=== Directions for this task ===
Copy every line of the entries below, requests included, but multiply each path coordinate in the answers by 1.35 and round the results to whole numbers, with halves going up. Omit the pictures.

[Outline entries for named regions]
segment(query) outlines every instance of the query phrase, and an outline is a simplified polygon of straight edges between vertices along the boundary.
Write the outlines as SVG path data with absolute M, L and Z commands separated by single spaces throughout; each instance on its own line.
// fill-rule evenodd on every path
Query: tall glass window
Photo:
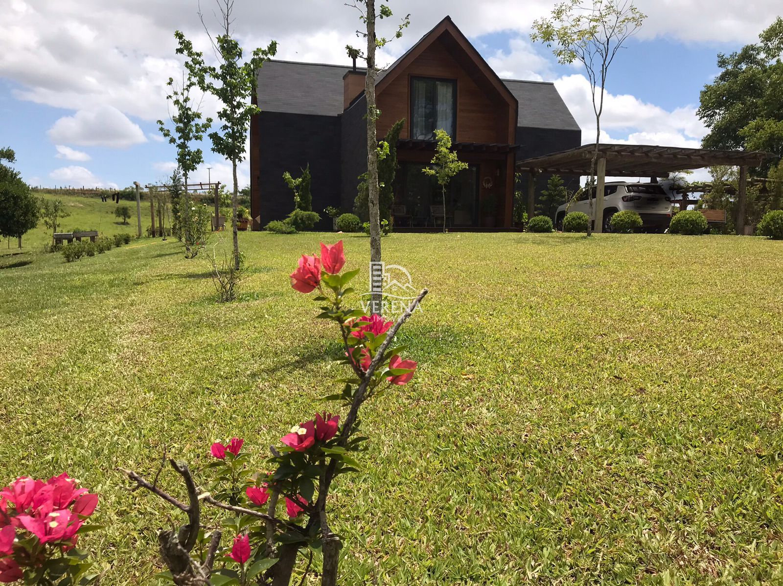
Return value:
M 411 138 L 431 140 L 437 129 L 454 139 L 456 130 L 456 81 L 413 77 L 410 88 Z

=== Response to this exercise ===
segment(query) outlines every instance of the query phrase, and an outline is a simplified polygon of straight edges between vertices along the boundary.
Write the outlines as SVG path data with absolute M, L and Z commands separated by single spaces throughout; each instance on its own line.
// fill-rule evenodd on every path
Query: tall glass window
Photo:
Return value:
M 555 186 L 582 189 L 590 174 L 613 188 L 616 176 L 616 109 L 558 104 L 554 119 Z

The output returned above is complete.